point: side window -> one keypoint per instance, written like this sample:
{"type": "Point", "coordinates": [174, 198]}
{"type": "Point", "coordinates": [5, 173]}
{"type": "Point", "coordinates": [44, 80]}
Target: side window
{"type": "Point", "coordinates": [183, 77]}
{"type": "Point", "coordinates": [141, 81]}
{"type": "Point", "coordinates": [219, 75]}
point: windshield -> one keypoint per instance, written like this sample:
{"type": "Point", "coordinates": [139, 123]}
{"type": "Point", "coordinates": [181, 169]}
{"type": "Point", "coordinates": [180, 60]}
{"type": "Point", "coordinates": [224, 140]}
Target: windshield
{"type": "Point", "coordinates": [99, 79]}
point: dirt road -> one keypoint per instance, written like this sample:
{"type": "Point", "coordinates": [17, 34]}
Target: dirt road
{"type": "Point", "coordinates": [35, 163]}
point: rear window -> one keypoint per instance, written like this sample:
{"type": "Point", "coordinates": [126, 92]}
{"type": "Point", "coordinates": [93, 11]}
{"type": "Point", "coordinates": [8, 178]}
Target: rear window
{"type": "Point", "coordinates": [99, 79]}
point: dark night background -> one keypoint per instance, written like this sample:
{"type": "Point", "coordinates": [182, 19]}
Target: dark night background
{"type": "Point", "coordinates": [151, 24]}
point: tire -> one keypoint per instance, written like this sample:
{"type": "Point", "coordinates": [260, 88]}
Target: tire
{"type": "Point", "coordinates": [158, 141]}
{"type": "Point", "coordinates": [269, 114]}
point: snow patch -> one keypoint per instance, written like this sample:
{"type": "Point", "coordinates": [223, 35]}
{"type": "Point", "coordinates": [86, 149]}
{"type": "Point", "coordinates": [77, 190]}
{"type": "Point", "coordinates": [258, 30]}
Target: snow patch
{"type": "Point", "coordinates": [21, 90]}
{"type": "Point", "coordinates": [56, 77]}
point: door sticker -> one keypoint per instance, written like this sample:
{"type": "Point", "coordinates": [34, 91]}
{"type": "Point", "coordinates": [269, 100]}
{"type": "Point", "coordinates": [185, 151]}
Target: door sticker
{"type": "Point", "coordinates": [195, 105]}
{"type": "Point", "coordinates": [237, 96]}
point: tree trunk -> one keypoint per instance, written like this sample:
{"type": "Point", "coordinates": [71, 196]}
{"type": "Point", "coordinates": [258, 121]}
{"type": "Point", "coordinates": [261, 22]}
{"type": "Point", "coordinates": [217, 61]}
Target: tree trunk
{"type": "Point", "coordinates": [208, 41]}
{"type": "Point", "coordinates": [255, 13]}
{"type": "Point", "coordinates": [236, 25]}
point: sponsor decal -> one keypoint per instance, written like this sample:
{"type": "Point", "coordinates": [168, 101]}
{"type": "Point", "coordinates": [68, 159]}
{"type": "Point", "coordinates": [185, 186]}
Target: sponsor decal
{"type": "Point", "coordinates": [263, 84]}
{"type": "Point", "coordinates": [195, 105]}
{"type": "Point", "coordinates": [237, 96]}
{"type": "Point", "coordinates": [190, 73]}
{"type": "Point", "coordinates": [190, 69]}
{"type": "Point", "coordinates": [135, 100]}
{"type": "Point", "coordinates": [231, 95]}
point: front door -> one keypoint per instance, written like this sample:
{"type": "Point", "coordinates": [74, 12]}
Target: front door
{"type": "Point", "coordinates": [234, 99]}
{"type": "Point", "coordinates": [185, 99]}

WHAT IS EXPECTED: Retype, exactly and only, the lines running from the one with "point: snow patch" through the final line of the listing above.

FINAL RESULT:
point: snow patch -> one keypoint per instance, written like this sample:
{"type": "Point", "coordinates": [223, 35]}
{"type": "Point", "coordinates": [86, 149]}
{"type": "Point", "coordinates": [77, 190]}
{"type": "Point", "coordinates": [258, 30]}
Target: snow patch
{"type": "Point", "coordinates": [21, 90]}
{"type": "Point", "coordinates": [56, 77]}
point: door sticker -> one keypoint per instance, written like this sample:
{"type": "Point", "coordinates": [34, 91]}
{"type": "Point", "coordinates": [269, 100]}
{"type": "Point", "coordinates": [185, 151]}
Target: door sticker
{"type": "Point", "coordinates": [195, 105]}
{"type": "Point", "coordinates": [237, 96]}
point: tree trunk -> one keypoint per instance, written like this sample:
{"type": "Point", "coordinates": [71, 196]}
{"type": "Point", "coordinates": [258, 121]}
{"type": "Point", "coordinates": [261, 22]}
{"type": "Point", "coordinates": [217, 61]}
Target: tree trunk
{"type": "Point", "coordinates": [208, 41]}
{"type": "Point", "coordinates": [255, 13]}
{"type": "Point", "coordinates": [236, 25]}
point: sponsor decal -> one keypoint per instance, written like this sample:
{"type": "Point", "coordinates": [168, 101]}
{"type": "Point", "coordinates": [68, 159]}
{"type": "Point", "coordinates": [185, 186]}
Target: sponsor decal
{"type": "Point", "coordinates": [263, 84]}
{"type": "Point", "coordinates": [195, 105]}
{"type": "Point", "coordinates": [237, 96]}
{"type": "Point", "coordinates": [190, 73]}
{"type": "Point", "coordinates": [190, 69]}
{"type": "Point", "coordinates": [135, 100]}
{"type": "Point", "coordinates": [231, 95]}
point: front door -> one keypoint per instance, written like this sample:
{"type": "Point", "coordinates": [74, 12]}
Target: front door
{"type": "Point", "coordinates": [234, 99]}
{"type": "Point", "coordinates": [185, 99]}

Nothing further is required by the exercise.